§ **Estratto del testo**
....

Tra Fiera e città, alcune note critiche per mantenere ai vertici un evento di grande richiamo internazionale
MILANO. Il Salone del Mobile chiude una settimana di ordinaria follia con numeri più che positivi. Ci riferiamo, ovviamente, all’insana non-programmazione che ha posto sull’asse Milano-Venezia passando per Verona, tre dei maggiori eventi italiani (oltre al Salone, Biennale Arte e Vinitaly) sovrapposti nella medesima settimana, ognuno focalizzato sul proprio ambito. Nessuno attento a quel sistema paese che, come se non bastasse, è stato celebrato il 15 aprile con la prima Giornata nazionale del Made in Italy voluta dal ministro delle Imprese e del Made in Italy Adolfo Urso, poi presente il 16 a tagliare il nastro del Salone.
L’evento prima del prodotto
La frenesia del voler consumare tutto nel tempo di una storia su instagram, di un post su tik tok, è stata così esaltata e celebrata incurante dei tempi, necessariamente diversi, che il nostro paese dovrebbe offrire, soprattutto al pubblico estero, per apprezzare la qualità dell’offerta e dello stile di vita. Ma un altro tipo di ritualità un poco folle è stata celebrata, soprattutto nella Milano Design Week, invadendo Fiera e città con lunghissime code che hanno distinto le location e gli stand di maggior interesse – o supposto tale – non più circoscritti ad un controllabile numero, ma diffusi. L’evento sembra aver preso il sopravvento sul prodotto, sul contenuto e, per esserne parte, il rito iniziatico e distintivo è quello del lungo attendere sui marciapiedi cittadini e sui fianchi degli stand nei padiglioni.

....

§ **Voci di etichettatura dei contorni**
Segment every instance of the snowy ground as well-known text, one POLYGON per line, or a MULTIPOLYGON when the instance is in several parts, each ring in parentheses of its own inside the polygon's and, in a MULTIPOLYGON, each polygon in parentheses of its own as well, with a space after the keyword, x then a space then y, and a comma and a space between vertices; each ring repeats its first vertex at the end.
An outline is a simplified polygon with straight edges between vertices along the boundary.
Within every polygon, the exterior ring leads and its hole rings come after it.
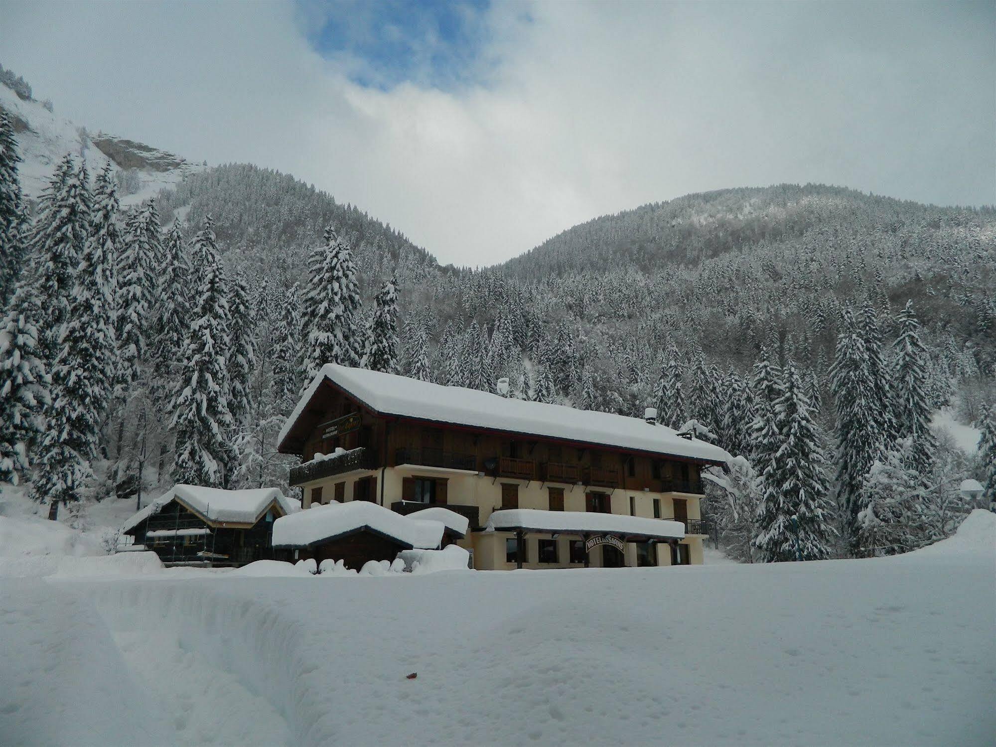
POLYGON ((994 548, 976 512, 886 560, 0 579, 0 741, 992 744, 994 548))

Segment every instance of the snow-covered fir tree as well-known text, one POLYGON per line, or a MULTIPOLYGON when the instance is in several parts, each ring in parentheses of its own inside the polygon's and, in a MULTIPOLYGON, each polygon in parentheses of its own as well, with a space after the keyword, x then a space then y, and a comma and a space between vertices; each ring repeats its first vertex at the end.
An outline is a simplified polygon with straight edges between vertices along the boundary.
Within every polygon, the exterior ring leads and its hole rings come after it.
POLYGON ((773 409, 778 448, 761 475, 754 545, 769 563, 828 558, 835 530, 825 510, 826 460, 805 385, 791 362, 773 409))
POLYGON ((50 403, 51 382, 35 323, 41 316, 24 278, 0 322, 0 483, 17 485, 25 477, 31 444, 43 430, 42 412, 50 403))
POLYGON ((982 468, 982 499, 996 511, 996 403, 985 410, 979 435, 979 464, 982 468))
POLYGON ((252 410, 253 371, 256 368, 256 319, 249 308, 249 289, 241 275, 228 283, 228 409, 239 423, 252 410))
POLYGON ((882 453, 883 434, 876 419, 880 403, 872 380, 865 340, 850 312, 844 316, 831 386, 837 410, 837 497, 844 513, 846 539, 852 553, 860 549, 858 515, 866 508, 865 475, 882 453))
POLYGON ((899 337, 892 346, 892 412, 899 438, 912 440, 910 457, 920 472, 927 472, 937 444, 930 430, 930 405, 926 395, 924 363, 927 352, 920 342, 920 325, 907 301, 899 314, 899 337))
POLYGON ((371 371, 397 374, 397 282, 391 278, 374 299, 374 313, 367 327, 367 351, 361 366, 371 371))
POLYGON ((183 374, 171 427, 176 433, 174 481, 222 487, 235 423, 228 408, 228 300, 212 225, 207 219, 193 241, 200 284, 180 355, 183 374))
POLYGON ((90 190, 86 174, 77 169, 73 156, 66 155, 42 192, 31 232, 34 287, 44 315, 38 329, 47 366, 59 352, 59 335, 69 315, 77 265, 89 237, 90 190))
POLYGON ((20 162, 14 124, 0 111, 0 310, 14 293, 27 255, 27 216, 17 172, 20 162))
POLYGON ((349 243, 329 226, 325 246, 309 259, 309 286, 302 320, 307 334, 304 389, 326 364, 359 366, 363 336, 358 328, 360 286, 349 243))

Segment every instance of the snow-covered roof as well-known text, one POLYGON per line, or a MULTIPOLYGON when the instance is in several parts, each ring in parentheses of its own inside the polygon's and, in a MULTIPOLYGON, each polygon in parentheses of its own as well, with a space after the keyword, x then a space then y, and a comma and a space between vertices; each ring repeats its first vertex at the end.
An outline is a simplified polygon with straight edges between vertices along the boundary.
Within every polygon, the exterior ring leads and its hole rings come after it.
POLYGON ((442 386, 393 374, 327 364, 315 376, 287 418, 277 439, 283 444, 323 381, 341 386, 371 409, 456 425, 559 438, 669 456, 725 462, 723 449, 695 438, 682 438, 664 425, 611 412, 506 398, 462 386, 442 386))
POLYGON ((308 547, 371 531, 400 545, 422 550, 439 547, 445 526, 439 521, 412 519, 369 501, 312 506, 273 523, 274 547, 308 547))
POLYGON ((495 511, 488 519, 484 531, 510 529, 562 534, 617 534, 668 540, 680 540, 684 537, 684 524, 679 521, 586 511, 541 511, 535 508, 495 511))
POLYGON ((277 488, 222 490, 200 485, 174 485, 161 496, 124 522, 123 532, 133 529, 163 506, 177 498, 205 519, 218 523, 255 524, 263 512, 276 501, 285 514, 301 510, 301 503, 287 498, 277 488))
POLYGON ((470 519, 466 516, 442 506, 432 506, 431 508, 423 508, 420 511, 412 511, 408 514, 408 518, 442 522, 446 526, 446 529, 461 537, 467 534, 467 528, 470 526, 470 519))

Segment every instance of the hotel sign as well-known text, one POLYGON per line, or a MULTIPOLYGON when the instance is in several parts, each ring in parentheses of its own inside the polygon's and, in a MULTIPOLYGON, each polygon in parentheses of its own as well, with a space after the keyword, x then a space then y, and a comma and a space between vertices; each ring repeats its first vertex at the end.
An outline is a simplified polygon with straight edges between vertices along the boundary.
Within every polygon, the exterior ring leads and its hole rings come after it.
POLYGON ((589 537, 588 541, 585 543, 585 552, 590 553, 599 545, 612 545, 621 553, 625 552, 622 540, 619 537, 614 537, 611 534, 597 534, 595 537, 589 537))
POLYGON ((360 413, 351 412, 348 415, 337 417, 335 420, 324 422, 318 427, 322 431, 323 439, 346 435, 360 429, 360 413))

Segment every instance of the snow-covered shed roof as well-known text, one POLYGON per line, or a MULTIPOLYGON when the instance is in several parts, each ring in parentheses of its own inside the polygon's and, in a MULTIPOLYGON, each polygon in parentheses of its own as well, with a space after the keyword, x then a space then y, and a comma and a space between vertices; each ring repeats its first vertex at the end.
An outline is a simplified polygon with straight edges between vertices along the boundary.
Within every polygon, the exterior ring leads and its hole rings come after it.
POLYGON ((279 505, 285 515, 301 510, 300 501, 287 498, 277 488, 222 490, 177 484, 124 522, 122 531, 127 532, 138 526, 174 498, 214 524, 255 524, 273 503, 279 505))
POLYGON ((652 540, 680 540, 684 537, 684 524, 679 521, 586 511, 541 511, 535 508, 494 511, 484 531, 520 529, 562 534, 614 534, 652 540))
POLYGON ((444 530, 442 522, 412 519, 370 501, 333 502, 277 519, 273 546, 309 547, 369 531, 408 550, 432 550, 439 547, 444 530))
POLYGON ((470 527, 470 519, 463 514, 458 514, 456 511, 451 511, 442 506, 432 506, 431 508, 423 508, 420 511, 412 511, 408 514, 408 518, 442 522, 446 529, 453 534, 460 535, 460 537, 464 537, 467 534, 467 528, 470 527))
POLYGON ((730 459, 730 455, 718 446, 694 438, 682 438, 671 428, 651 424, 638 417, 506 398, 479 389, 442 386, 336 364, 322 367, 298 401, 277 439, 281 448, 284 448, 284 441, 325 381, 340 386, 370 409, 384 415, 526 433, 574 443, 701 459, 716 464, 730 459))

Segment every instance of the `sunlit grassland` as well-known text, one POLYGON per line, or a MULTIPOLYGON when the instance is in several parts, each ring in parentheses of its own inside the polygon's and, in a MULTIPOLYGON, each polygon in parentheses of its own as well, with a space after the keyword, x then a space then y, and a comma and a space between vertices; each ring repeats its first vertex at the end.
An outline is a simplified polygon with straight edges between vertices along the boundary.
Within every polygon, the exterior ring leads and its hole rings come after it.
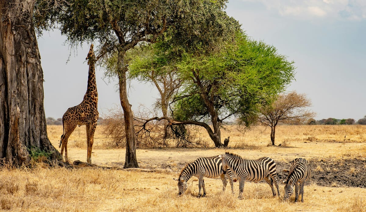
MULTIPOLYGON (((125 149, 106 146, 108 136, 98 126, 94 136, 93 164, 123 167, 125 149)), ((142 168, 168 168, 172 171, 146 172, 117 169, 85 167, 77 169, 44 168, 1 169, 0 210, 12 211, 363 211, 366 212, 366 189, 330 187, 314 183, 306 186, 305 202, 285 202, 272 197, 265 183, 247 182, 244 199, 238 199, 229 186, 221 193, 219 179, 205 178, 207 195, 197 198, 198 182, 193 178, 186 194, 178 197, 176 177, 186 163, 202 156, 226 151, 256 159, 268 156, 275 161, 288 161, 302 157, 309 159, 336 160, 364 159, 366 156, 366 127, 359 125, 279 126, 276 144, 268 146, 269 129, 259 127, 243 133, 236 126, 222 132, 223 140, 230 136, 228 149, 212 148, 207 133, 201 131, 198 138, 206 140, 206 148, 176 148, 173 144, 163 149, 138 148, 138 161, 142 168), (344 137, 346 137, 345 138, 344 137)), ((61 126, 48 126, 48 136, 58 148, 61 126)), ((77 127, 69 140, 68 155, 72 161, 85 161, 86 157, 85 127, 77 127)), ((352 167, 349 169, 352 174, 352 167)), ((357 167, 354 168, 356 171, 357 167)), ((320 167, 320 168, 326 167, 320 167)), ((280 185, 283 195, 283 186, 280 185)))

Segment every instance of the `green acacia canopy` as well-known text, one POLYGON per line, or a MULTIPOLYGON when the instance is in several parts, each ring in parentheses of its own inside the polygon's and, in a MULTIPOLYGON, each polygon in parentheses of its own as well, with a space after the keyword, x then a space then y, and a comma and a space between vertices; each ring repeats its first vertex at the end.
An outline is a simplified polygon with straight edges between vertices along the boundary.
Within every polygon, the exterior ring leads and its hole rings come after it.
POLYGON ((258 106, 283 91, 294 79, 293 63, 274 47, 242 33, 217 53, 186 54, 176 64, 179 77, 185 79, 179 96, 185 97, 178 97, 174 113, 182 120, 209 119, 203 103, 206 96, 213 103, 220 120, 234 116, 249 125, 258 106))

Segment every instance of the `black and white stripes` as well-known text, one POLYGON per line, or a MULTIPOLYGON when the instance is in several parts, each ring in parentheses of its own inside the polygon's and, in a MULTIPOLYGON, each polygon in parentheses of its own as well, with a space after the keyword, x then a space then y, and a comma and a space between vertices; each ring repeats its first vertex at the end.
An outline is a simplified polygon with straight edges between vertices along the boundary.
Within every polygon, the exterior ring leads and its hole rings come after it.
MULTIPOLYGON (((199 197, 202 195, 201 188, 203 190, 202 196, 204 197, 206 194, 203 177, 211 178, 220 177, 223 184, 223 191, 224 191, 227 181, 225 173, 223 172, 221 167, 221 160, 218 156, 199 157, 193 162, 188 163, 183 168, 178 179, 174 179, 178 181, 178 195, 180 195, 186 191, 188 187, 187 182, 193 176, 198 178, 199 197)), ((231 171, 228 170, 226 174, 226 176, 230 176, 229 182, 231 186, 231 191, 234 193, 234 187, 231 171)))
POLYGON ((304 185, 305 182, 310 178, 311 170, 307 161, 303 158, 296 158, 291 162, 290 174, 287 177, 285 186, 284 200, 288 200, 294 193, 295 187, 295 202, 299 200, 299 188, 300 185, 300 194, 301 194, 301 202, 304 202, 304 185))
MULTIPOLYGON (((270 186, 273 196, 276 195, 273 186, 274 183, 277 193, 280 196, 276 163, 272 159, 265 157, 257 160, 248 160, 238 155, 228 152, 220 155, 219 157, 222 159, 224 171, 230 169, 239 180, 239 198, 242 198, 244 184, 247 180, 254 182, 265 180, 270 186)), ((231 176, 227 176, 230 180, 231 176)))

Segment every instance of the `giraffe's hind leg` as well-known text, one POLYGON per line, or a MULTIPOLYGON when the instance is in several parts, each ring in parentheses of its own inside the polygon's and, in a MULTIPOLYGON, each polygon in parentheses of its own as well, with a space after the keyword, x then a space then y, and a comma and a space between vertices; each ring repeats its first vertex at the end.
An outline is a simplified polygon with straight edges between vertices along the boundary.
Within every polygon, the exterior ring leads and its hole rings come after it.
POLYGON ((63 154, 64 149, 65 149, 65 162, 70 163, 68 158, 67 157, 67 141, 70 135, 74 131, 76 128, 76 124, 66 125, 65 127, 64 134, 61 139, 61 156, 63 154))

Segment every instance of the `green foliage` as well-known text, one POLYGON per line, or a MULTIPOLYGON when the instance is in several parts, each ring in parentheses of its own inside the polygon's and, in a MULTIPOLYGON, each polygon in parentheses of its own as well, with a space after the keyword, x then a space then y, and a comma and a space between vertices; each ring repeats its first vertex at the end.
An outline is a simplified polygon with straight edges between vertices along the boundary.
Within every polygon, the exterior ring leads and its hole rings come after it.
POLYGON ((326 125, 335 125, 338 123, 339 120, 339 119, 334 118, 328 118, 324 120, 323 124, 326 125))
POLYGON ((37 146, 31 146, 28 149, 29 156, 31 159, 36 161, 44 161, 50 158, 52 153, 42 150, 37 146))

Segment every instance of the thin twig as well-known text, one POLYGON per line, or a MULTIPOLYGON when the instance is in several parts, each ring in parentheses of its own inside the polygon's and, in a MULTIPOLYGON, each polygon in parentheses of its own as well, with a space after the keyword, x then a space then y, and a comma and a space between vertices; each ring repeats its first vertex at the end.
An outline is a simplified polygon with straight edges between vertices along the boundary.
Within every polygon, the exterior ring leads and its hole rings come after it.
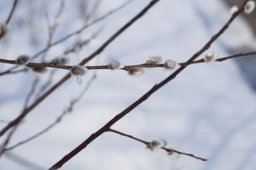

....

Secondo l'articolo sul Salone del Mobile, in quale giorno si è celebrata la prima Giornata nazionale del Made in Italy?

§ **Risposta**
Il 15 aprile.